======== Exercise materials ========

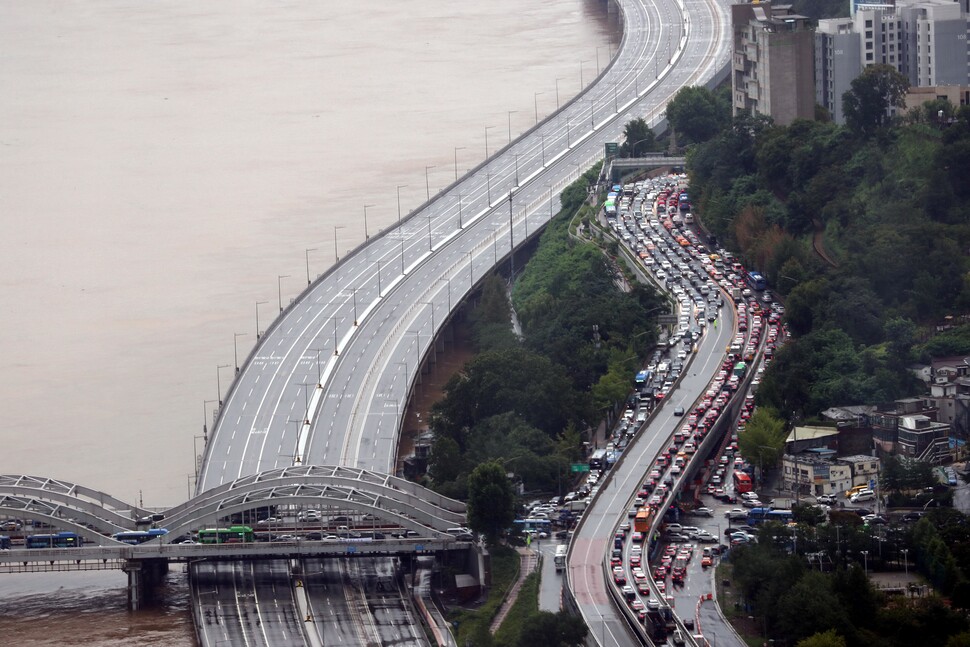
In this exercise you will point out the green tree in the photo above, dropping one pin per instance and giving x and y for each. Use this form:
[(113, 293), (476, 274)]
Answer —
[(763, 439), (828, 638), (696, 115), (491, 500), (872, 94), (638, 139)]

========
======== Exercise materials ========

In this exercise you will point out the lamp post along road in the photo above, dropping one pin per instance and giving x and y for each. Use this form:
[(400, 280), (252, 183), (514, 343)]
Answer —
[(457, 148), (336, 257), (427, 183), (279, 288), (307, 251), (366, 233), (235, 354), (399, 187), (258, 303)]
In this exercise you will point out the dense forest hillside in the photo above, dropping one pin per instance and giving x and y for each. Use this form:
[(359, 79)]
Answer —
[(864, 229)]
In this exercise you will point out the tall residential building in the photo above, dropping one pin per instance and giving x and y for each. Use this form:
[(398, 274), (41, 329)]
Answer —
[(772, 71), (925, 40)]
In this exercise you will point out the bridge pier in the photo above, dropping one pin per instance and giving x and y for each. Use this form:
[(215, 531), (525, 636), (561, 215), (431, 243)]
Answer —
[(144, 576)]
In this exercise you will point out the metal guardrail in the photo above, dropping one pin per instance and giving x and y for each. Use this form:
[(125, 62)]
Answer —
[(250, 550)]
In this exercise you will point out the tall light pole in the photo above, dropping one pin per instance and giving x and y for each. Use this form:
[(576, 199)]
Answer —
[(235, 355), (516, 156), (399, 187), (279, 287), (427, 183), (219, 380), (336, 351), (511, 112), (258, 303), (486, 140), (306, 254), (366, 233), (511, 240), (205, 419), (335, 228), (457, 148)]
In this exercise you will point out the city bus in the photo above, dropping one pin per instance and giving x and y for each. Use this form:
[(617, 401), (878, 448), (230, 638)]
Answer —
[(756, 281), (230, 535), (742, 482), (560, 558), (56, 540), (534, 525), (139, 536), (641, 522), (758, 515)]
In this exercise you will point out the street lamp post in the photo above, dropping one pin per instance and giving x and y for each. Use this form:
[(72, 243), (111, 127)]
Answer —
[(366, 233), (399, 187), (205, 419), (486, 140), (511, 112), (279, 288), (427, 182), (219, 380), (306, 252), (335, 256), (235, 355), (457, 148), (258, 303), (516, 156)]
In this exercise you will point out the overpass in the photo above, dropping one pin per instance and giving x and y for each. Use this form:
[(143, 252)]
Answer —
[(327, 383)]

========

The task: Could you copy the listing above verbatim, from the line containing "In this exercise you will point out the overpass" through the line containing "[(327, 383)]", with both of those lines included?

Problem solution:
In this exercise you will point out the overpass in the photo above, dropping one pin per instance and giving x and y for each. Use this form:
[(143, 252)]
Answer —
[(327, 383)]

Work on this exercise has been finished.